In the records below, swap "tree line" for "forest edge" and copy out only the lines from the one containing "As part of dataset curation, annotate the tree line" up to and including the one containing "81,85,169,159", with nothing else changed.
------------------------------
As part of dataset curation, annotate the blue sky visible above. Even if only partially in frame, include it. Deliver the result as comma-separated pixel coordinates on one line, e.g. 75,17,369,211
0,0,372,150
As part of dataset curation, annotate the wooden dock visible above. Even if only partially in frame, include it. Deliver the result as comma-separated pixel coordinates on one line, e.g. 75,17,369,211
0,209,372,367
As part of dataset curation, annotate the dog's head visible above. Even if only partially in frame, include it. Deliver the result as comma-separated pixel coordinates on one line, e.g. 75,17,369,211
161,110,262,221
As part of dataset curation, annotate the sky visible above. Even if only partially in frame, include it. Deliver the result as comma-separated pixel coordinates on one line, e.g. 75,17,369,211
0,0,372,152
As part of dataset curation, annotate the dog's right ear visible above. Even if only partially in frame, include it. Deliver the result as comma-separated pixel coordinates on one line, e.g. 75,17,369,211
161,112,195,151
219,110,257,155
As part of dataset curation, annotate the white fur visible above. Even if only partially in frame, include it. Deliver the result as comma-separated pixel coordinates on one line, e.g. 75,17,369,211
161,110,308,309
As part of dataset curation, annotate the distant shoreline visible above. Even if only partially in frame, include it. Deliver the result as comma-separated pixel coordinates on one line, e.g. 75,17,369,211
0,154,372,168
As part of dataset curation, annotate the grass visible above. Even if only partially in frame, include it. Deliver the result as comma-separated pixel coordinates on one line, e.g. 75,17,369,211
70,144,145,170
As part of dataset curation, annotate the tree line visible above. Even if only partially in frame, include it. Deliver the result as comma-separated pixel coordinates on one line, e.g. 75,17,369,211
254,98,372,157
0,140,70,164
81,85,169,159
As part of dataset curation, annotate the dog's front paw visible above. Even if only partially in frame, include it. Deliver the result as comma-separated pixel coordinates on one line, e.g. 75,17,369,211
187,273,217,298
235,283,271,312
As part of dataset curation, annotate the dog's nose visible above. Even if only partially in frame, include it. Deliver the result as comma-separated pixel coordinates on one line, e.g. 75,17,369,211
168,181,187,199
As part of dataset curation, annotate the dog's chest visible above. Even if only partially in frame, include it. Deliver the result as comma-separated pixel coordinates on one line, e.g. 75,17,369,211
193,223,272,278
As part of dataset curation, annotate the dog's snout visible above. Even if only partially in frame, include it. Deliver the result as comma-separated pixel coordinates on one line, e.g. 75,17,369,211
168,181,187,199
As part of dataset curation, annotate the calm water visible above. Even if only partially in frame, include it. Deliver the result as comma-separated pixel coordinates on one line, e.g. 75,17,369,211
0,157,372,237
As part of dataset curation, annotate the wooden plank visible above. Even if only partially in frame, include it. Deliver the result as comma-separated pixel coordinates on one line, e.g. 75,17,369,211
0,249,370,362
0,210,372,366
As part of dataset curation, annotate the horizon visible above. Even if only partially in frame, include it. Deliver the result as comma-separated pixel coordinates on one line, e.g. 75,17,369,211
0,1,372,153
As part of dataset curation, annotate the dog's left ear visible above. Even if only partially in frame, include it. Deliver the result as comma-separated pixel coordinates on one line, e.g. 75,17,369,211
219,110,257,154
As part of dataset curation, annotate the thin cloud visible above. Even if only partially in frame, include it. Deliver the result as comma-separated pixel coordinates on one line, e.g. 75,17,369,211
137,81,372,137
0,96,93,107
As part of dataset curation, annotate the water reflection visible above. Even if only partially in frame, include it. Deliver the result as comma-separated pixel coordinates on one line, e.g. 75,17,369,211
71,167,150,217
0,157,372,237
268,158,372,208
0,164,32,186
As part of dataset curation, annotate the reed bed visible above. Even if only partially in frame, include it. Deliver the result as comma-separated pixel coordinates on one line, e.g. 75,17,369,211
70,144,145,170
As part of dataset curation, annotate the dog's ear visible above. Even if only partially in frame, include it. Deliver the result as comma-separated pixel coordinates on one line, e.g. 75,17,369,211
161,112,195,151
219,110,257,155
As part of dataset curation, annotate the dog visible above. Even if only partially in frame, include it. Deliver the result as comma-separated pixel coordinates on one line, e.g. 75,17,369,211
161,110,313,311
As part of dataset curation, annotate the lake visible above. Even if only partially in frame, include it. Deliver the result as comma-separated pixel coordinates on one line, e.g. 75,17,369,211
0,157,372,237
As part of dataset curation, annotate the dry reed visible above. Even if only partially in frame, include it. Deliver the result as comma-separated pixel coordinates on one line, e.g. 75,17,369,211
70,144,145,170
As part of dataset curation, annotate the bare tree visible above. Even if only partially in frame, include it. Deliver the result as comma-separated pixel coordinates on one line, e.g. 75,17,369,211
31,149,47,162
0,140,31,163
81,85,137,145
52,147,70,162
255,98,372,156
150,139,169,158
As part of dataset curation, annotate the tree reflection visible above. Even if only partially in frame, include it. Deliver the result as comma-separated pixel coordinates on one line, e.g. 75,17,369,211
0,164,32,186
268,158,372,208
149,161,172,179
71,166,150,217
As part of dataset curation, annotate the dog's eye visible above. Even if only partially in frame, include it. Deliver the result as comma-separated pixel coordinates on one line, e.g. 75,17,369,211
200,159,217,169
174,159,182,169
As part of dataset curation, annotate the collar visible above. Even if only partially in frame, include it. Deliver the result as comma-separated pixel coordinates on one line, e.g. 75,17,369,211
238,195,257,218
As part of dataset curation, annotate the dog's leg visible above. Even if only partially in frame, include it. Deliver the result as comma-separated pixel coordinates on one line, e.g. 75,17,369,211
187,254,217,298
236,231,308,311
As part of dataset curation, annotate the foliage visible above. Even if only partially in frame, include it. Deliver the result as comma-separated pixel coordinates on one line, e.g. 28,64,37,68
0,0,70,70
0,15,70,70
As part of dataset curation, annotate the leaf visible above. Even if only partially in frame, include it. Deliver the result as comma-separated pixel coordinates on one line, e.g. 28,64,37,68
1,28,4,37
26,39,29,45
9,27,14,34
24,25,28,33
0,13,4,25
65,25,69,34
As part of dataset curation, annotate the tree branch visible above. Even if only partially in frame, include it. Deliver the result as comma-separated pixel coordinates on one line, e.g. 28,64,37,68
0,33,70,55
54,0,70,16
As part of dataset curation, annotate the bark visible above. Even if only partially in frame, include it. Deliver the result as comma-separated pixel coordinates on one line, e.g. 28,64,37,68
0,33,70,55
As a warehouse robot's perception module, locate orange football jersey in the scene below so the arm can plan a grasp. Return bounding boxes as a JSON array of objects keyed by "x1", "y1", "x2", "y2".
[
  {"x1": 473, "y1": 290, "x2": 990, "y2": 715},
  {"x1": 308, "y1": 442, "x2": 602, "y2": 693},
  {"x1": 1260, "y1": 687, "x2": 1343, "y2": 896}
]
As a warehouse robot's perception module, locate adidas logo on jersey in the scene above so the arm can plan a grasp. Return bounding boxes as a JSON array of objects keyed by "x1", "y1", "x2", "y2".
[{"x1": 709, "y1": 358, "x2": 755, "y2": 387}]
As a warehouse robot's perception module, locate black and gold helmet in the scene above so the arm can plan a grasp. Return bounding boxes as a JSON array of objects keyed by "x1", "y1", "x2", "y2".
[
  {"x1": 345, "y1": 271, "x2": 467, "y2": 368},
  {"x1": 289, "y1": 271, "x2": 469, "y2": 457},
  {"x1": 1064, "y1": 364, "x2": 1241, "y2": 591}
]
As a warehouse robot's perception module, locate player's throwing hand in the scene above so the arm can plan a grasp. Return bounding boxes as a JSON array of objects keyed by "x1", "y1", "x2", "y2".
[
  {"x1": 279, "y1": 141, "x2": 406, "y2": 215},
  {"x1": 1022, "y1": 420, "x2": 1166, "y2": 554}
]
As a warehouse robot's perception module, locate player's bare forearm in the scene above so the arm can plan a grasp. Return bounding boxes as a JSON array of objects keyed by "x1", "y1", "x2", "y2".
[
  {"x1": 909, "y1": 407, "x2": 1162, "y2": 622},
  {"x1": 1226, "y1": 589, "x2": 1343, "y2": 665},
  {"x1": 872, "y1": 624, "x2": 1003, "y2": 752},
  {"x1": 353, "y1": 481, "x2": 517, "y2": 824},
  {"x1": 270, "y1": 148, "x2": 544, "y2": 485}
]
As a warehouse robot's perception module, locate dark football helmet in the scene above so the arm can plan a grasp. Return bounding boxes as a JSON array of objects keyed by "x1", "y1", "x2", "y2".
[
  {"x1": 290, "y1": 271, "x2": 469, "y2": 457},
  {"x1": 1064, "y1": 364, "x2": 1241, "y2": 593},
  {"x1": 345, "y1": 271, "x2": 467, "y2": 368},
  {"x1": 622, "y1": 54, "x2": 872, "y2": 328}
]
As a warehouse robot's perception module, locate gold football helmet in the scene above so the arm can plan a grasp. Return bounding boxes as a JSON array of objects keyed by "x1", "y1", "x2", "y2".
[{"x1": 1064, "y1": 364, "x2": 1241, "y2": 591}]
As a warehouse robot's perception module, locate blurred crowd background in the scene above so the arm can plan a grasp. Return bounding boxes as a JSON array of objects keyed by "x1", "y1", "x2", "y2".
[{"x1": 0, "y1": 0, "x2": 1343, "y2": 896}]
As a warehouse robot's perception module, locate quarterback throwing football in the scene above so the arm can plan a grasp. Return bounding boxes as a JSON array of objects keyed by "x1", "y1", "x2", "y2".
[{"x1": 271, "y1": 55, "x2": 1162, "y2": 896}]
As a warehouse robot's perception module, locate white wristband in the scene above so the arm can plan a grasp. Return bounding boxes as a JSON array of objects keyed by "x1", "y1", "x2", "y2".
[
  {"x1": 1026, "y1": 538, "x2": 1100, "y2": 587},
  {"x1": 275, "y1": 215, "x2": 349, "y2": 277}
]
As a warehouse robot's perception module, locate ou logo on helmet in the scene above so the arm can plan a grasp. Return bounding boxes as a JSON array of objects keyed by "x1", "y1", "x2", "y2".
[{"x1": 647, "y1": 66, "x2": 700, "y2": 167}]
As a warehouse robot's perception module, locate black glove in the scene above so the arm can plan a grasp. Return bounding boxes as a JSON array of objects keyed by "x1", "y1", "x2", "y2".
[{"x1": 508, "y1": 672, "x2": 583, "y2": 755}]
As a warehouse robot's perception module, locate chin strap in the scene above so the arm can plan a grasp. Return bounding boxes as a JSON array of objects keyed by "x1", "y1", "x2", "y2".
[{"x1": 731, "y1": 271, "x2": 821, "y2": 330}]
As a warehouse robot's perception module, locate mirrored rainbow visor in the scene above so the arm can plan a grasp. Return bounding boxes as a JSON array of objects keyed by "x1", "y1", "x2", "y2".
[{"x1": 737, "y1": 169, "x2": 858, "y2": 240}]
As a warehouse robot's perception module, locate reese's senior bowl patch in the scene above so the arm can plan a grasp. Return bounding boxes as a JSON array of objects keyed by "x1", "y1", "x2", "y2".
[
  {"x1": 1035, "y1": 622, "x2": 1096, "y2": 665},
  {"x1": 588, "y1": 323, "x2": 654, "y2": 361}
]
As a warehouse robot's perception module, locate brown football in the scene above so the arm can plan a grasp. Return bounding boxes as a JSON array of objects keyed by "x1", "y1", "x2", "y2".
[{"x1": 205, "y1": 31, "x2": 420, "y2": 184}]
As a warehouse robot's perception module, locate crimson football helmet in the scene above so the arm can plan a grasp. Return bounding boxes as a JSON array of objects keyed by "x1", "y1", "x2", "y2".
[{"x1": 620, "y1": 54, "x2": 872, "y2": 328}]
------------------------------
_Exercise response_
As part of dataset curation, annotate the forest edge visible above. Even if only partially in frame, include it. Deliver the result as comma-separated pixel coordinates on one line, e.g. 75,17,369,211
254,98,372,157
0,140,70,164
81,85,169,159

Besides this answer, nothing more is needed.